> [Extracted data]:
☆ ☆ ☆ ☆ ☆
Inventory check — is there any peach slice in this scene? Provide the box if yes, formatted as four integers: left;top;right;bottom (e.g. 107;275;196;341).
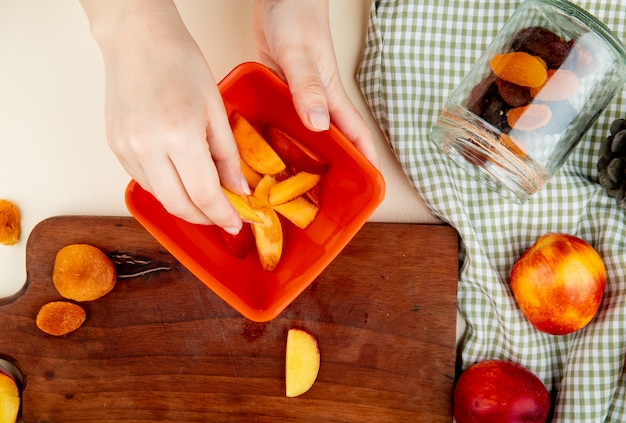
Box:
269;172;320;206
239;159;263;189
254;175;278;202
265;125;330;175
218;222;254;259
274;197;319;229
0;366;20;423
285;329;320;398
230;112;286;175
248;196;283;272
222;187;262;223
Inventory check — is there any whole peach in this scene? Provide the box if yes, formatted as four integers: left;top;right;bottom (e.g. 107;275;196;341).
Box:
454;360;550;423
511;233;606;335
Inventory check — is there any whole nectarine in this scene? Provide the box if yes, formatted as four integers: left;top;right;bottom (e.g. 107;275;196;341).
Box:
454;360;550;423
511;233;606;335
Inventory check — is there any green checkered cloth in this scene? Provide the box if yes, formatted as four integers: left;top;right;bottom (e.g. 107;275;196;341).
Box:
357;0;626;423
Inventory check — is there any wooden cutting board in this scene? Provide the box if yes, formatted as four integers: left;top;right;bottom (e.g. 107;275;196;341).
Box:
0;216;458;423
☆ ☆ ☆ ☆ ☆
> [Brief]: Recast the listing above as a Markdown table with the columns Row and Text, one numbered row per line and no blank lines. Leave the picture out.

> [Exercise answer]:
| Row | Text |
|---|---|
| 1 | Inventory check — is there any peach slice in this scene? Provide the box if yes, formatted as four integers: left;top;right;bottom (e.g. 107;275;196;341). |
| 2 | Box: |
| 3 | 269;172;320;206 |
| 4 | 239;159;263;189 |
| 5 | 254;175;278;202 |
| 6 | 265;125;330;175 |
| 7 | 218;222;254;259 |
| 8 | 274;197;319;229 |
| 9 | 0;366;20;423 |
| 10 | 285;329;320;398 |
| 11 | 230;112;286;175 |
| 12 | 248;196;283;272 |
| 13 | 222;187;262;223 |
| 14 | Inventory check — is there any whole peach in this scene? Provide the box if yes, formatted as four integers: left;top;right;bottom (e.g. 107;275;196;341). |
| 15 | Box: |
| 16 | 454;360;550;423 |
| 17 | 511;233;606;335 |
| 18 | Inventory check — is there any whole nectarine in this scene? Provide the box if yes, formatted as four integers: left;top;right;bottom (e.g. 107;275;196;341). |
| 19 | Box: |
| 20 | 454;360;550;423 |
| 21 | 511;233;606;335 |
| 22 | Inventory check — is there any green checkered cloth in this scene? Provide the box if yes, formatted as four integers: left;top;right;bottom (e.g. 107;275;196;341). |
| 23 | Box: |
| 24 | 357;0;626;423 |
| 25 | Inventory check — is there any wooden cutting board in this scene? Provide the box if yes, formatted as four integers: left;top;right;bottom (e.g. 107;275;196;341). |
| 26 | Box: |
| 27 | 0;216;458;423 |